THE TASK:
Among the lines below, copy exactly those from the one with "glow with one point per instance." through the one with "Target: white icing on roof", counting both ends.

TASK INPUTS:
┄┄┄┄┄┄

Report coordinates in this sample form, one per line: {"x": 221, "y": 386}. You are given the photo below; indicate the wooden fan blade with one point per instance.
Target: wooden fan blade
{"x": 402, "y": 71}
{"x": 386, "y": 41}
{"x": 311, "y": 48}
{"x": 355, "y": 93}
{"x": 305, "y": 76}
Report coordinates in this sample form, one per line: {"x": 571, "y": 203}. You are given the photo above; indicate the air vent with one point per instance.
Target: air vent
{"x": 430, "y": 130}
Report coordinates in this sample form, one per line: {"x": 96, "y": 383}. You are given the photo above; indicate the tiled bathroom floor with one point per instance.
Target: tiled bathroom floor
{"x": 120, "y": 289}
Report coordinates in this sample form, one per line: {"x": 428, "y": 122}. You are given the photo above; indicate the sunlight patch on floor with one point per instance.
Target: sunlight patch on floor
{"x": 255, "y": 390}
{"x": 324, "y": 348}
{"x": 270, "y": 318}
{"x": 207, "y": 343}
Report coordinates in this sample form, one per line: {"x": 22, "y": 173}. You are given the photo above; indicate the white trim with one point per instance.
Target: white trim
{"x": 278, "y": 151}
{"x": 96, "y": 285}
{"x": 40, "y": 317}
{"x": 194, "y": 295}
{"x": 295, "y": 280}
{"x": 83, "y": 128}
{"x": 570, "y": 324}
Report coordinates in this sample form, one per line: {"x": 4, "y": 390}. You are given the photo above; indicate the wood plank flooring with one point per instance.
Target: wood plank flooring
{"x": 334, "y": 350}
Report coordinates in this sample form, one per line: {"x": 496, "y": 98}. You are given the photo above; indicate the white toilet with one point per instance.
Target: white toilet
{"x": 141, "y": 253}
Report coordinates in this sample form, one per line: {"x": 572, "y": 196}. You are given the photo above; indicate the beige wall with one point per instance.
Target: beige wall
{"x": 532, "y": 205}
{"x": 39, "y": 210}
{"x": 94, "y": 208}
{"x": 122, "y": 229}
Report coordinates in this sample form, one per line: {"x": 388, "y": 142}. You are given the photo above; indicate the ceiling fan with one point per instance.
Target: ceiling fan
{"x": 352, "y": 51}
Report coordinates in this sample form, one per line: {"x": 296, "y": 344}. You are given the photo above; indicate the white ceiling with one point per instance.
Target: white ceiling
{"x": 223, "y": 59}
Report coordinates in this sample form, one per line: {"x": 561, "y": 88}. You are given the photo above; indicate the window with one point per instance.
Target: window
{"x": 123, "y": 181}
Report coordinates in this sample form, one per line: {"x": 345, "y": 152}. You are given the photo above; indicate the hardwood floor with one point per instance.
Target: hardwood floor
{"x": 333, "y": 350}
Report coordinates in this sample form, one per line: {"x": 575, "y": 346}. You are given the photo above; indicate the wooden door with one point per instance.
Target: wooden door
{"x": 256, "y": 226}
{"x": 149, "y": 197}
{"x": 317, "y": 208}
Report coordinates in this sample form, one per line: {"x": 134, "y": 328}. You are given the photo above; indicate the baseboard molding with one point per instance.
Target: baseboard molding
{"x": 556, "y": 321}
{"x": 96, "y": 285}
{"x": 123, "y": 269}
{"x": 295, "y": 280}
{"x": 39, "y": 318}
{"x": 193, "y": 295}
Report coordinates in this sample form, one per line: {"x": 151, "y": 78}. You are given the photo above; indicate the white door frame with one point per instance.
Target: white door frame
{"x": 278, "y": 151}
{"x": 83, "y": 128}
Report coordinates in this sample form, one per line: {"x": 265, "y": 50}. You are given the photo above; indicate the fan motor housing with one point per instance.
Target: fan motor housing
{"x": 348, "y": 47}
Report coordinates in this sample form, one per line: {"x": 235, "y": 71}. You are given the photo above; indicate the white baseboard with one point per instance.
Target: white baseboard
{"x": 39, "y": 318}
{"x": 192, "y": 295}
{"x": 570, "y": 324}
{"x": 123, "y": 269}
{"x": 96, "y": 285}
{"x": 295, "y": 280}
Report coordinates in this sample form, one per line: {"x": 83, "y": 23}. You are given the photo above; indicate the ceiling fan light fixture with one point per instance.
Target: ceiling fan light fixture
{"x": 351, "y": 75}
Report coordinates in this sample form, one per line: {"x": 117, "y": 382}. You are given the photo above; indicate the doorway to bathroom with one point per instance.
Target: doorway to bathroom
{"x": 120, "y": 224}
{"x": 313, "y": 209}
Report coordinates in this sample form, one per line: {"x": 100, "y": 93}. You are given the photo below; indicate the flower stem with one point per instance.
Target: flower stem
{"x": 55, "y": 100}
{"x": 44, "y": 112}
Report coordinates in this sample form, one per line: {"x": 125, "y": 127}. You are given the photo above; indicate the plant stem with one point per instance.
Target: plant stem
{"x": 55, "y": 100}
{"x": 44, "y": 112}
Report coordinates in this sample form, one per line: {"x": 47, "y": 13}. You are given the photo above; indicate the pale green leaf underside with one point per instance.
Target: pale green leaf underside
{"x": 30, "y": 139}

┄┄┄┄┄┄

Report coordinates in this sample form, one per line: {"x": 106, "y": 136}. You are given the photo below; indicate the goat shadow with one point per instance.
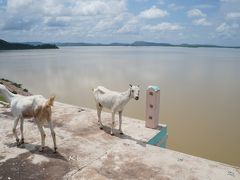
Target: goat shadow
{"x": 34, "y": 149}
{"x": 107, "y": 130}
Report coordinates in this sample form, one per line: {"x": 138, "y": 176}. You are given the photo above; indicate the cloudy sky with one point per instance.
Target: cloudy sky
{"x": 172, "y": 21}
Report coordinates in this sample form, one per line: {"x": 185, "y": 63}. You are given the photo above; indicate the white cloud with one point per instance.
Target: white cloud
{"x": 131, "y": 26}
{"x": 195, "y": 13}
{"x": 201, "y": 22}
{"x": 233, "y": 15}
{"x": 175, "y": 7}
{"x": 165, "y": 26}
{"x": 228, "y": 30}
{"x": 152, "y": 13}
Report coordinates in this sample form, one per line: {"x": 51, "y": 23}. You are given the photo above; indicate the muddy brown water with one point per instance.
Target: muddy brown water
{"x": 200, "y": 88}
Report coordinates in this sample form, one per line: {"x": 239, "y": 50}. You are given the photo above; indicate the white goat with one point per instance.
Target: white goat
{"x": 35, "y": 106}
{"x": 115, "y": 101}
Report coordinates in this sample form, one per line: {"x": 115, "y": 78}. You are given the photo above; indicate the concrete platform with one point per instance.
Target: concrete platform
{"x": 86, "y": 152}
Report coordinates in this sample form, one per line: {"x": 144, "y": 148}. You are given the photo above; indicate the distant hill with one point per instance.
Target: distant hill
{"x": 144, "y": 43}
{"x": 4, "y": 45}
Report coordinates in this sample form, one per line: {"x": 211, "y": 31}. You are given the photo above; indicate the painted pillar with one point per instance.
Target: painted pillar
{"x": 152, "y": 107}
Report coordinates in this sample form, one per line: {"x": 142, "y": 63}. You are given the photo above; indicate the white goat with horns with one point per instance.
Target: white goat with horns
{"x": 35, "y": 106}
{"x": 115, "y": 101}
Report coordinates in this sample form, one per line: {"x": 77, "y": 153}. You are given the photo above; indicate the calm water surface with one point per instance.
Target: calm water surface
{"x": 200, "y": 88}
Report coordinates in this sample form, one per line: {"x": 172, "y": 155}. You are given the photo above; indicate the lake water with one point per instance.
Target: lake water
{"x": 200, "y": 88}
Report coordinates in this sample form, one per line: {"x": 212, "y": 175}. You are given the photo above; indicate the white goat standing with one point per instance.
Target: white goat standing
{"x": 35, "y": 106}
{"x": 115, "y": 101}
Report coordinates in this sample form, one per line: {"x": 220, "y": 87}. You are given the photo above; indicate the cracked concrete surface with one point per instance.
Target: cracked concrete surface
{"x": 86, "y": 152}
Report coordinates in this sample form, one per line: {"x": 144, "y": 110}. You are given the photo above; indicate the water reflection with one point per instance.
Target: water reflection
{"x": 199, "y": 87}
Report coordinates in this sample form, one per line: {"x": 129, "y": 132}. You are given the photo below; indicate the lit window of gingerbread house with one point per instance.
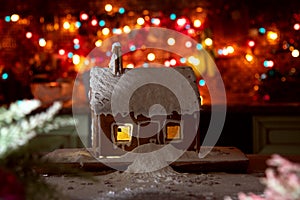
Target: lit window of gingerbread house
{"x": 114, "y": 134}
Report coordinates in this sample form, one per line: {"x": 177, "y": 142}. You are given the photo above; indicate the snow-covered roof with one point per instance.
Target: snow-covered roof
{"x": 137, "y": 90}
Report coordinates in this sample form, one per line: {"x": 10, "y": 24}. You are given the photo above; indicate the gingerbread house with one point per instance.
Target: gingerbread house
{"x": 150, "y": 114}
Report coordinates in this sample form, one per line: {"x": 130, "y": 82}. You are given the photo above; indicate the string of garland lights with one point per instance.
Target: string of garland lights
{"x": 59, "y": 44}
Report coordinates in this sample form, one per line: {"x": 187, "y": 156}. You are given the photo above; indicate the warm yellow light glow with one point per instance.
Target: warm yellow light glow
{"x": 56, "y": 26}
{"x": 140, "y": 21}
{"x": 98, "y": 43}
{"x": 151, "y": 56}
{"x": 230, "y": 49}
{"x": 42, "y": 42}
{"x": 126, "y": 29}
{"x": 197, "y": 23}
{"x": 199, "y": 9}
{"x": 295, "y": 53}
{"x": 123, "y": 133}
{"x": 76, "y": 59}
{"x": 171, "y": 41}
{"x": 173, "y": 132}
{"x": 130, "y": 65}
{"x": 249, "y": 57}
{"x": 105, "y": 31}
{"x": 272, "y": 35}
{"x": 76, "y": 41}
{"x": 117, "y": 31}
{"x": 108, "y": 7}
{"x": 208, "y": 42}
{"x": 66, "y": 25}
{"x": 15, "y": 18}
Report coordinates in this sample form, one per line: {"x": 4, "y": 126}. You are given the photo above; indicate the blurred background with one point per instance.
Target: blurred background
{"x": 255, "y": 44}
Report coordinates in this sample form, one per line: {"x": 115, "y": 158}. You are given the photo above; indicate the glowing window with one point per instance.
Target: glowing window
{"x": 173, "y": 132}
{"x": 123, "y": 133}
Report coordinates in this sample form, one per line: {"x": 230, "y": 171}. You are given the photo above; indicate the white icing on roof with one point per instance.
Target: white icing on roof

┄┄┄┄┄┄

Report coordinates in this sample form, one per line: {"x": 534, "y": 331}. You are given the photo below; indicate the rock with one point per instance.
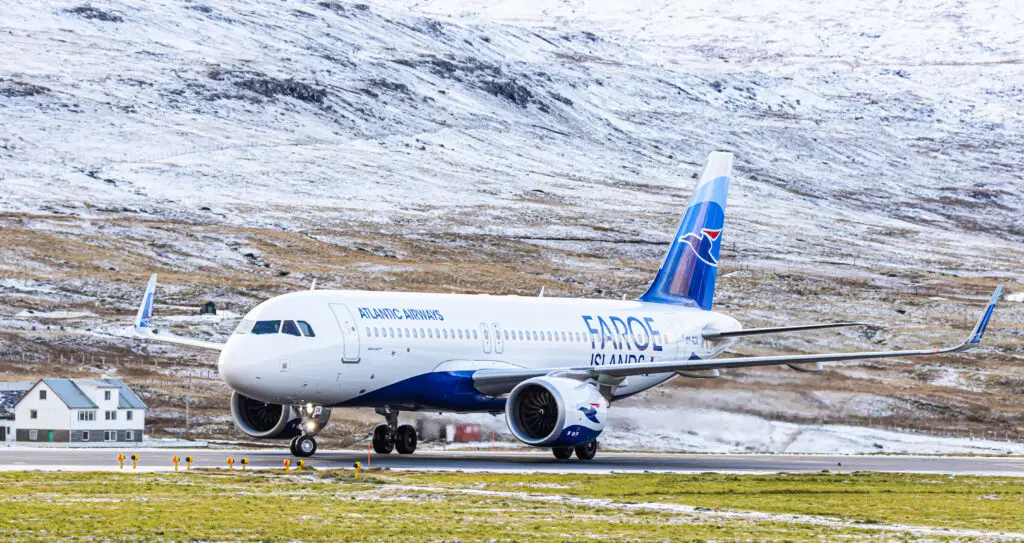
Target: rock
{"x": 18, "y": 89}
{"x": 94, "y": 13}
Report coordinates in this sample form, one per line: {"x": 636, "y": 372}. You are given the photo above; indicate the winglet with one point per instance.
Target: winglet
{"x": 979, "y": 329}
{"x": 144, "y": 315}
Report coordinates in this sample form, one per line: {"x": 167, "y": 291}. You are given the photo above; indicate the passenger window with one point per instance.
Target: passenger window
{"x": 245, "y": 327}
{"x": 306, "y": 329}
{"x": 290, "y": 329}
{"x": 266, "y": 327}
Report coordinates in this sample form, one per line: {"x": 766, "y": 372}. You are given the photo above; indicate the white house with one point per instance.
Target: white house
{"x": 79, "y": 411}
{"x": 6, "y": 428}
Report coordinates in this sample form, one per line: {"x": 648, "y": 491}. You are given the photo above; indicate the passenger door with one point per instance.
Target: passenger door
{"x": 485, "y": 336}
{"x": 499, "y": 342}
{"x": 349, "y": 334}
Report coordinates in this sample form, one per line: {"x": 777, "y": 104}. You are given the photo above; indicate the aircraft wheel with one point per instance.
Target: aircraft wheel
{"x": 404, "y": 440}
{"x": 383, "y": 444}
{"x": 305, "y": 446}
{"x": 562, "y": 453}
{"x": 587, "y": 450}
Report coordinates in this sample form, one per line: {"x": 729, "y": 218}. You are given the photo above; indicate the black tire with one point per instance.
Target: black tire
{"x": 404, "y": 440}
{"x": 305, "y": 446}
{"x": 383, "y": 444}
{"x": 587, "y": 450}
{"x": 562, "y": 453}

┄┄┄┄┄┄

WRITTEN REPLY:
Report coordinates in this sample form, one per line: {"x": 187, "y": 156}. You are given the photo above; indicate the warm yellow light glow with one point per instance.
Target: warm yellow light glow
{"x": 56, "y": 26}
{"x": 140, "y": 21}
{"x": 98, "y": 43}
{"x": 151, "y": 56}
{"x": 230, "y": 49}
{"x": 42, "y": 42}
{"x": 126, "y": 29}
{"x": 197, "y": 23}
{"x": 199, "y": 9}
{"x": 295, "y": 53}
{"x": 123, "y": 133}
{"x": 76, "y": 59}
{"x": 171, "y": 41}
{"x": 173, "y": 132}
{"x": 130, "y": 65}
{"x": 249, "y": 57}
{"x": 105, "y": 31}
{"x": 272, "y": 35}
{"x": 76, "y": 41}
{"x": 117, "y": 31}
{"x": 108, "y": 7}
{"x": 208, "y": 42}
{"x": 66, "y": 25}
{"x": 15, "y": 18}
Report coordinates in this sample form, one per line: {"x": 4, "y": 126}. You are given the photo above; indicate the blurred background with one point per instance.
Target: blurred background
{"x": 255, "y": 44}
Report coordinates in this sample form, one per line: {"x": 115, "y": 158}. You are given the photo above; indicate the glowing window with one point per instance.
Target: glowing window
{"x": 173, "y": 132}
{"x": 123, "y": 133}
Report coordinates in this sample form, one per line: {"x": 230, "y": 171}. You are given the photo above; indicate the white icing on roof with one point per instance.
Target: white icing on roof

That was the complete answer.